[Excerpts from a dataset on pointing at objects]
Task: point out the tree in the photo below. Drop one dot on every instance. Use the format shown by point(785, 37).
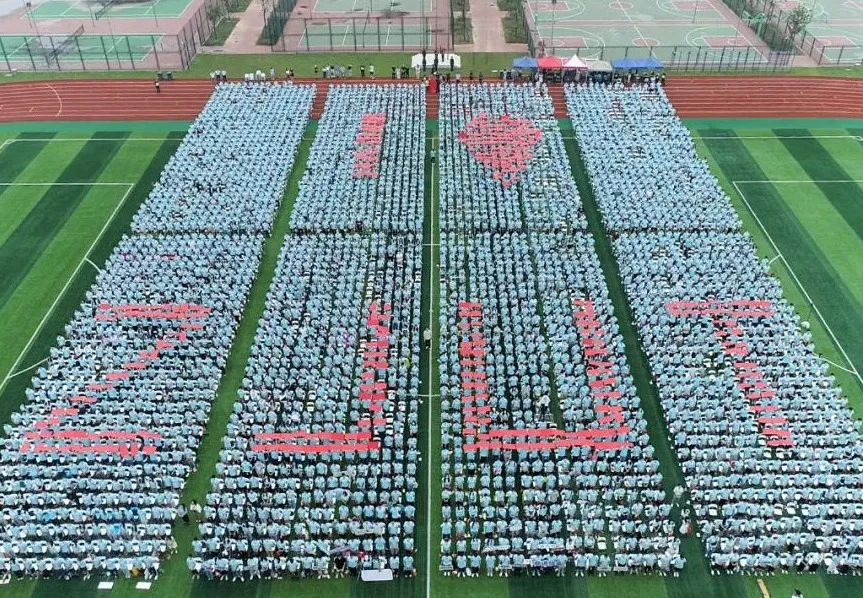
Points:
point(799, 18)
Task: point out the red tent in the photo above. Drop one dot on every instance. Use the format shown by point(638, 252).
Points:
point(549, 62)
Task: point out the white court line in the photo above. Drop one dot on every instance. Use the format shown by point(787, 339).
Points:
point(637, 30)
point(855, 137)
point(55, 184)
point(431, 325)
point(839, 346)
point(62, 292)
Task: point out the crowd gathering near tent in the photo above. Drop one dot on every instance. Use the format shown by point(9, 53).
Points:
point(768, 445)
point(546, 463)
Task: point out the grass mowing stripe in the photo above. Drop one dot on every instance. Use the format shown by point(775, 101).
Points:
point(14, 161)
point(695, 579)
point(13, 394)
point(816, 273)
point(24, 246)
point(821, 166)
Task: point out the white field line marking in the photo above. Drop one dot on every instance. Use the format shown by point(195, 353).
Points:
point(855, 137)
point(796, 182)
point(59, 99)
point(839, 346)
point(53, 139)
point(430, 402)
point(25, 370)
point(65, 286)
point(55, 184)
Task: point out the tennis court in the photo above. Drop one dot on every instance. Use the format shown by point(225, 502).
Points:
point(372, 6)
point(370, 34)
point(836, 27)
point(82, 9)
point(663, 28)
point(21, 48)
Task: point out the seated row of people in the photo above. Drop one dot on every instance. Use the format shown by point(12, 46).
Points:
point(767, 443)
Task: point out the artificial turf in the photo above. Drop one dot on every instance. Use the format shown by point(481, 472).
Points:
point(810, 222)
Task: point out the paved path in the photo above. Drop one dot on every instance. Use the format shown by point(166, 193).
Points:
point(487, 24)
point(244, 37)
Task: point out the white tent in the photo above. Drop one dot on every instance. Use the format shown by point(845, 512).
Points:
point(598, 66)
point(442, 59)
point(575, 63)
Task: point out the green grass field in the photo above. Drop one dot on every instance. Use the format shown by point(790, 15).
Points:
point(47, 228)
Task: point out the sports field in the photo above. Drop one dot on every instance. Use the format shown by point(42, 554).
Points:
point(836, 25)
point(366, 34)
point(357, 7)
point(82, 9)
point(605, 29)
point(122, 48)
point(800, 186)
point(69, 191)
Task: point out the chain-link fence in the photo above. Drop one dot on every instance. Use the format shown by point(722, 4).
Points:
point(771, 22)
point(77, 51)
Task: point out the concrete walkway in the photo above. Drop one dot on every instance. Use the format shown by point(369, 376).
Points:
point(487, 25)
point(244, 37)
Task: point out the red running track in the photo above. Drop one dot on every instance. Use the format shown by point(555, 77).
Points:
point(709, 96)
point(773, 96)
point(126, 99)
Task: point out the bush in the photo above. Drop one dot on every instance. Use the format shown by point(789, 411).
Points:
point(275, 21)
point(514, 31)
point(221, 32)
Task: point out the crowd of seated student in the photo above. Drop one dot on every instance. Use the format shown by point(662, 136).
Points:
point(318, 471)
point(94, 460)
point(546, 461)
point(768, 445)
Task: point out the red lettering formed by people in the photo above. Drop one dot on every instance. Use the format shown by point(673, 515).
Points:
point(48, 439)
point(725, 317)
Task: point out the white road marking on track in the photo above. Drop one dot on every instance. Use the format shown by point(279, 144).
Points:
point(839, 346)
point(59, 99)
point(62, 292)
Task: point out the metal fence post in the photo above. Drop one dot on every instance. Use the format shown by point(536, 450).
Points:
point(5, 56)
point(105, 51)
point(80, 55)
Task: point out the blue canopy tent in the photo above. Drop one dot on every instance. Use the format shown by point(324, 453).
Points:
point(636, 64)
point(524, 62)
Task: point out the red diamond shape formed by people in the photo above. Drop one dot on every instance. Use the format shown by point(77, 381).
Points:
point(503, 144)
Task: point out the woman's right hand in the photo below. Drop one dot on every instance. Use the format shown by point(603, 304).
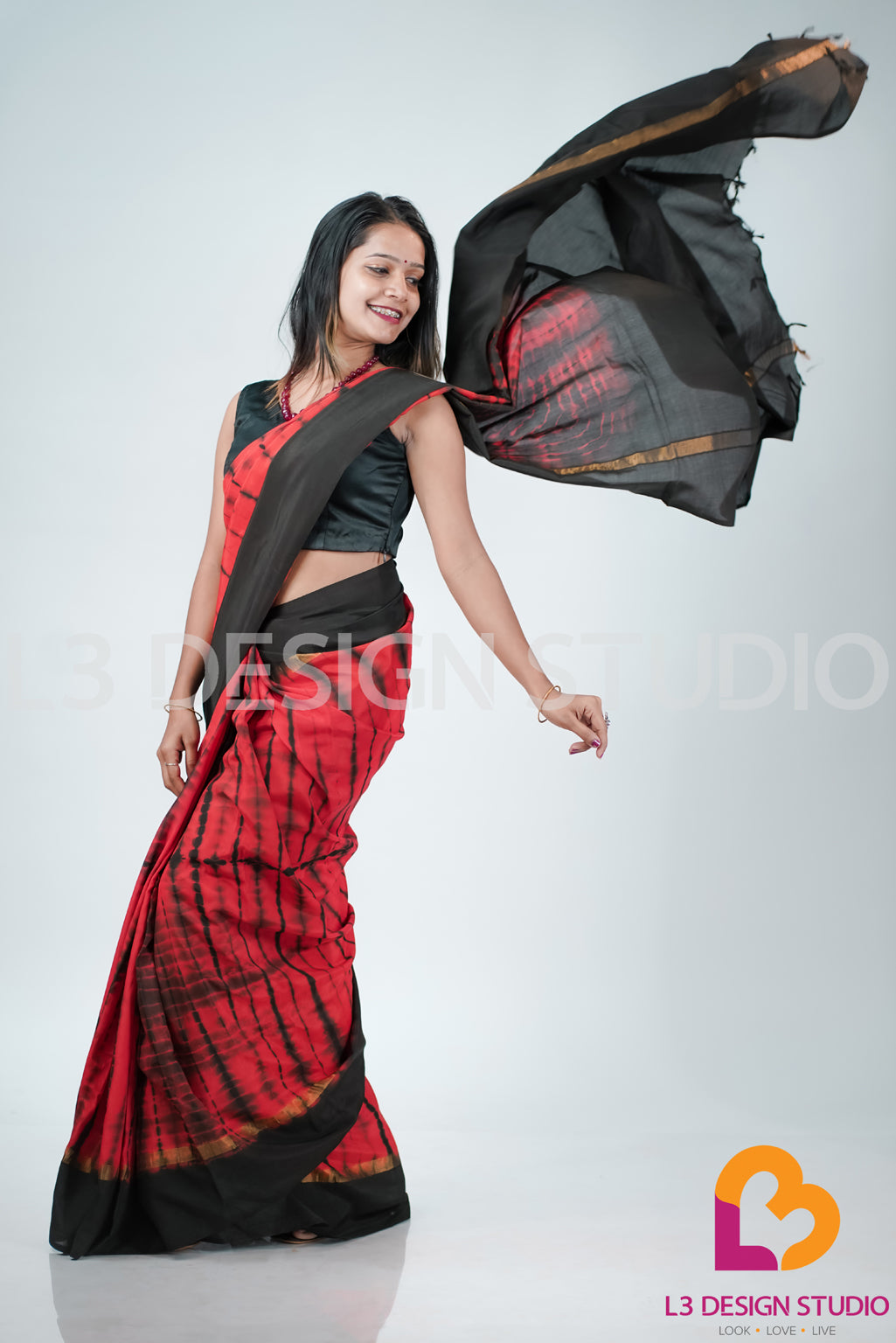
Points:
point(180, 739)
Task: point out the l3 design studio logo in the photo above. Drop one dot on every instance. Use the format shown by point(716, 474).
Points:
point(791, 1194)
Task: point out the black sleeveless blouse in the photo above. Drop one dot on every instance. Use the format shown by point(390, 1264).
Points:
point(372, 498)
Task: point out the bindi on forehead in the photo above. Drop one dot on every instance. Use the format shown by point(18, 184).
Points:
point(406, 262)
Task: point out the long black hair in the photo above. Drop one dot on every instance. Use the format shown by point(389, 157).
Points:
point(313, 310)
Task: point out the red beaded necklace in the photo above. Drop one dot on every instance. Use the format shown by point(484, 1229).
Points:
point(284, 395)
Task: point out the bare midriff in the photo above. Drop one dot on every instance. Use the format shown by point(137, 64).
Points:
point(313, 570)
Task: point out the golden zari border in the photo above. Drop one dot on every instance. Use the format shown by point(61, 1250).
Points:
point(766, 74)
point(666, 453)
point(333, 1177)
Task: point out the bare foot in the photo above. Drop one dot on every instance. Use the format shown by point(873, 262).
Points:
point(297, 1237)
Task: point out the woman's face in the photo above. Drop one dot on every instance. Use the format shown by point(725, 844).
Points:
point(379, 285)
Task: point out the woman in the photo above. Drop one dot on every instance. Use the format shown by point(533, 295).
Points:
point(225, 1095)
point(234, 1103)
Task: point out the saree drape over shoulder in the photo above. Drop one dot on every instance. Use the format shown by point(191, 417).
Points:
point(610, 324)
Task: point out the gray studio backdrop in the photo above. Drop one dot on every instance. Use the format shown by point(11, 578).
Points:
point(690, 935)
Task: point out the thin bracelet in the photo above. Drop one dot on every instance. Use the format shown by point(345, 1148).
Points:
point(188, 706)
point(545, 697)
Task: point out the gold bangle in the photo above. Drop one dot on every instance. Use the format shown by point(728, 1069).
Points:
point(188, 706)
point(545, 697)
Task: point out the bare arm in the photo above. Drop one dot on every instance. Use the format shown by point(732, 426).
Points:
point(437, 463)
point(182, 732)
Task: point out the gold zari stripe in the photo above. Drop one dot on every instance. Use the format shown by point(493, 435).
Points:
point(666, 453)
point(766, 74)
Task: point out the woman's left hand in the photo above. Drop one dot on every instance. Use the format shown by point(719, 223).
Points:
point(580, 713)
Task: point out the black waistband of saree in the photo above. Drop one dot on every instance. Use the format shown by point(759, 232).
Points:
point(362, 608)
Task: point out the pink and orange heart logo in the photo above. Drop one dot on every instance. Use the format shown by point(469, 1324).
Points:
point(790, 1194)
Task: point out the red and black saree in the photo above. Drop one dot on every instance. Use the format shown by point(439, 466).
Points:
point(225, 1095)
point(610, 324)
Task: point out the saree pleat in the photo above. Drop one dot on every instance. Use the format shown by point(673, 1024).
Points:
point(225, 1096)
point(610, 324)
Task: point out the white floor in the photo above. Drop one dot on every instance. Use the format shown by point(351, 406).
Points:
point(520, 1238)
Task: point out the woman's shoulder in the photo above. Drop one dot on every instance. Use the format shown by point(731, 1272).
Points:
point(257, 398)
point(430, 414)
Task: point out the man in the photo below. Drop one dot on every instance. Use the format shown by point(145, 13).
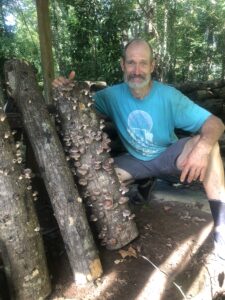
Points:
point(146, 113)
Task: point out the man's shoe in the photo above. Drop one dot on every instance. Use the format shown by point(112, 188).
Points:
point(215, 276)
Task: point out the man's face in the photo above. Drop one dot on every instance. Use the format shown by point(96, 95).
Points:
point(137, 66)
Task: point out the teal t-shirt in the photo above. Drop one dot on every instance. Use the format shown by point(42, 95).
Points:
point(146, 126)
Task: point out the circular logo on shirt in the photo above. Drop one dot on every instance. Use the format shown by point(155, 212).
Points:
point(139, 127)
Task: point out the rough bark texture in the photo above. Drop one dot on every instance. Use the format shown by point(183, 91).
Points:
point(21, 244)
point(66, 202)
point(208, 94)
point(87, 147)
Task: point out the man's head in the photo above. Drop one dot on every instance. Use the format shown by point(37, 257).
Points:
point(137, 64)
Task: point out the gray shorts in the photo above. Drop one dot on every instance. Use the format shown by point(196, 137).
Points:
point(161, 166)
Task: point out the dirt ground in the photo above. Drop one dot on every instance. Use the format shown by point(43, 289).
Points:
point(164, 263)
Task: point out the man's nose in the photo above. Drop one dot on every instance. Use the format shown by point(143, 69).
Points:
point(137, 69)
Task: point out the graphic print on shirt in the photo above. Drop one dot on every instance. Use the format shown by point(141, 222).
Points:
point(139, 126)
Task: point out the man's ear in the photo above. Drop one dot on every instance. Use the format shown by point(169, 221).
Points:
point(122, 63)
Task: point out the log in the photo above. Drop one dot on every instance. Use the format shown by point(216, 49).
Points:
point(66, 201)
point(21, 244)
point(87, 146)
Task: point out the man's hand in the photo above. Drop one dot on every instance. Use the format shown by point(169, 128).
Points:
point(195, 165)
point(59, 81)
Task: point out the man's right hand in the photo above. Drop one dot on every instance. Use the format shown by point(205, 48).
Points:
point(59, 81)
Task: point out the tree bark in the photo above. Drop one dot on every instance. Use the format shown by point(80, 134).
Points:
point(21, 245)
point(88, 149)
point(53, 167)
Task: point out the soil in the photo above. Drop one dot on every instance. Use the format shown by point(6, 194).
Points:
point(165, 262)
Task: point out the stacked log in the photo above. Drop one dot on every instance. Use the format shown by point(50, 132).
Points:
point(21, 245)
point(88, 148)
point(54, 169)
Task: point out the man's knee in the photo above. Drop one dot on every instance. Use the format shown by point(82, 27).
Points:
point(215, 150)
point(123, 175)
point(190, 144)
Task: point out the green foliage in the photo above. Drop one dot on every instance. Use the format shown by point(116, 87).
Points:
point(188, 36)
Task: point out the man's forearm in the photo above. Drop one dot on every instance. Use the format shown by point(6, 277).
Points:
point(211, 131)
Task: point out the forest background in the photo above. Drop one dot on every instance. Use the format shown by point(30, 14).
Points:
point(188, 36)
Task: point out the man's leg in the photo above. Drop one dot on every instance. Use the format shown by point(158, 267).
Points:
point(215, 191)
point(123, 175)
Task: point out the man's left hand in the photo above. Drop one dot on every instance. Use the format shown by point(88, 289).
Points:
point(195, 165)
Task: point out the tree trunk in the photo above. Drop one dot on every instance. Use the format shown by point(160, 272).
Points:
point(53, 167)
point(88, 149)
point(21, 245)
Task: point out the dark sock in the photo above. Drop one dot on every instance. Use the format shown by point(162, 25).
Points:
point(218, 213)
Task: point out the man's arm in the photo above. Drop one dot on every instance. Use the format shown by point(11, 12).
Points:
point(59, 81)
point(195, 165)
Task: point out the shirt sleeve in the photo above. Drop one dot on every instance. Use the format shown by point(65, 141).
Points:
point(187, 115)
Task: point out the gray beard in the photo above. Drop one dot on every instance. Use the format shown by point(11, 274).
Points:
point(137, 86)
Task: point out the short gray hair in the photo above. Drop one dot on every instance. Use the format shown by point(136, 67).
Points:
point(137, 41)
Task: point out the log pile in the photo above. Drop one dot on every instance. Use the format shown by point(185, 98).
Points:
point(53, 167)
point(88, 149)
point(209, 94)
point(21, 245)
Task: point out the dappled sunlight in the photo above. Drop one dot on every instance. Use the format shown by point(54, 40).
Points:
point(164, 275)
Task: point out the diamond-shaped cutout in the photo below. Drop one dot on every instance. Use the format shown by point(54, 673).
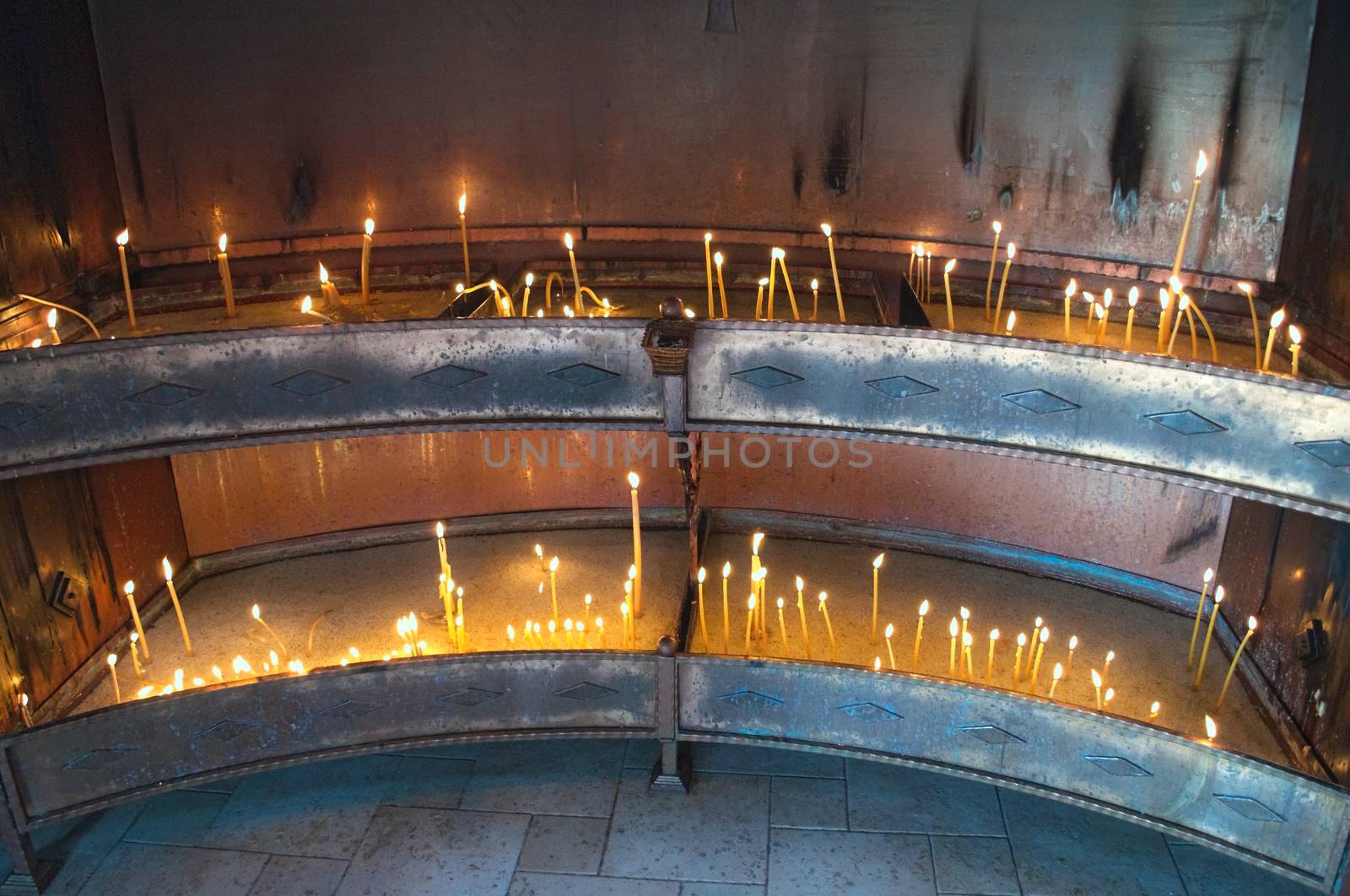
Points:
point(165, 394)
point(991, 734)
point(1334, 452)
point(1040, 401)
point(901, 386)
point(582, 374)
point(224, 731)
point(585, 691)
point(94, 760)
point(748, 699)
point(350, 709)
point(310, 384)
point(870, 711)
point(1185, 423)
point(450, 377)
point(1248, 807)
point(470, 697)
point(767, 377)
point(1118, 765)
point(17, 413)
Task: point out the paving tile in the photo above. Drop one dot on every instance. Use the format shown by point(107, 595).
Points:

■ TASK: Retype the records without changes, from the line that contains "Task: point out the man's leg" through the end of the records. Leave the pictures out.

■ RESPONSE TO THE TASK:
Task: point out the man's leg in the photo above. Drop one dot on every instance. Use the format shown by point(158, 267).
Points:
point(215, 191)
point(123, 175)
Task: point out the man's left hand in the photo above. Drop one dot on every instance. Use the format shown by point(88, 289).
Points:
point(195, 165)
Task: point out the tree trunk in the photo above. Drop one dot on every instance. Use the format shown by point(160, 272).
Points:
point(53, 167)
point(88, 149)
point(21, 245)
Task: point out the dark sock in the photo above. Drop one dot on every instance. Use the format shown by point(162, 25).
Points:
point(218, 213)
Task: point out the man's arm in the photo above. Drop one dot on every instance. Use the format shown by point(11, 12).
Points:
point(59, 81)
point(195, 165)
Task: point out the shirt sleeve in the photo above. Drop one dot on every instance. Use the format shown by point(65, 141).
Points:
point(187, 115)
Task: point out the gray beard in the photo above. Drop one dot on every instance. Use the format shown by point(11, 274).
Points:
point(137, 86)
Task: point out the short gray hair in the photo above. Drop one dot on every instance. Use the format shown by point(136, 67).
Points:
point(137, 41)
Task: point out the log pile in the photo above. Drop one dot on every instance. Use the format shown by point(185, 98).
Points:
point(53, 167)
point(88, 149)
point(209, 94)
point(21, 245)
Task: point out the dappled sunlight in the photo above. Drop one dot on every instance. Use the format shown by point(54, 40).
Points:
point(164, 275)
Task: point out the diamond-shaped cutout in the photo below. Drop one dot on every instance. Use the format shown by point(54, 673).
Points:
point(165, 394)
point(991, 734)
point(1334, 452)
point(1040, 401)
point(901, 386)
point(582, 374)
point(224, 731)
point(585, 691)
point(94, 760)
point(748, 699)
point(350, 709)
point(310, 384)
point(870, 711)
point(1185, 423)
point(450, 377)
point(1248, 807)
point(470, 697)
point(767, 377)
point(1118, 765)
point(17, 413)
Task: point out the paving tile in the photo above. Drop one dot on every instance. Use the format shown by point(107, 595).
Points:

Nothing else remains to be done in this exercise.